READING TEXT
◇ ◇ ◇ ◇ ◇
You are viewing a plain text version of this content. The canonical link for it is here.
Posted to dev@uima.apache.org by Hannes Korte <ha...@iais.fraunhofer.de> on 2010/04/07 13:57:30 UTC

Possibly a bug in subiterator

Hi,

I noticed a strange behavior of the annotation index subiterator in
uimaj 2.2.2 and 2.3.0.

Consider the sentence: 'Testing the UIMA-Framework'
with tokens: 'Testing' 'the' 'UIMA-Framework'
and the named entity: 'UIMA'

The type priorities list NamedEntity on top of the Token type.

If I call the Token subiterator for the NamedEntity 'UIMA' with
strict=false, I get an empty result. According to the docs, the
definition of Tokens contained in the NamendEntity is in the
strict=false setting defined as:

  annot.getBegin() <= b.getBegin() <= annot.getEnd()

for NamedEntity annot and Token b. This is true for 'UIMA' and
'UIMA-Framework', but the subiterator is empty.

If I change the NamedEntity to ' UIMA' (including the preceeding space),
then it works correctly, and the Token 'UIMA-Framework' is contained in
the subiterator.
◇ ◇ ◇ ◇ ◇
DATA BLOCK
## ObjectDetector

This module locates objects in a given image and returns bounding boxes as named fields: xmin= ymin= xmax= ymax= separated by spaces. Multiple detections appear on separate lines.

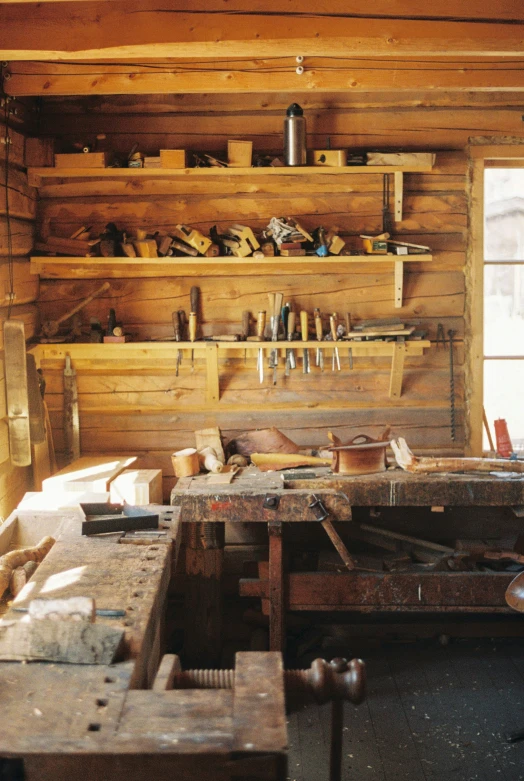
◇ ◇ ◇ ◇ ◇
INSTRUCTIONS
1. List the tokens of the example sentence in the post about the subiterator.
2. In the post about the subiterator, which uimaj versions show the strange behavior?
The lines play no part in this work.

OUTPUTS BY TASK
1. 'Testing', 'the', 'UIMA-Framework'

2. Versions 2.2.2 and 2.3.0.